***** EXTRAIT DU TEXTE
RDC :
La France et l’Allemagne ont les moyens de faire pression

RDC : La France et l’Allemagne ont les moyens de faire pression
  • Publiéfévrier 13, 2025
Attaque contre l'ambassade de France à Kinshasa, 28 janvier 2025 (Copyright: Alamy)
Attaque contre l’ambassade de France à Kinshasa, 28 janvier 2025 (Copyright: Alamy)

Les affrontements qui secouent le Congo depuis plus de 30 ans ont franchi un nouveau cap le 28 janvier dernier. Les appels à la communauté internationale se sont depuis multipliés. La France et l’Allemagne peuvent-elles encore peser sur l’issue du conflit ?
**********
***** DONNÉES FOURNIES
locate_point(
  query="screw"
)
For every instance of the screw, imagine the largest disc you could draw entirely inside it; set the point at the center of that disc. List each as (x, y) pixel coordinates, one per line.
**********
## OBJECTIF
Recopiez mot pour mot, dans l'article sur la RDC, tout ce qui va de « Les affrontements qui » jusqu'à « l’issue du conflit ? ». Les données ne sont pas nécessaires ici.

## SOLUTION COMPLÈTE
Les affrontements qui secouent le Congo depuis plus de 30 ans ont franchi un nouveau cap le 28 janvier dernier. Les appels à la communauté internationale se sont depuis multipliés. La France et l’Allemagne peuvent-elles encore peser sur l’issue du conflit ?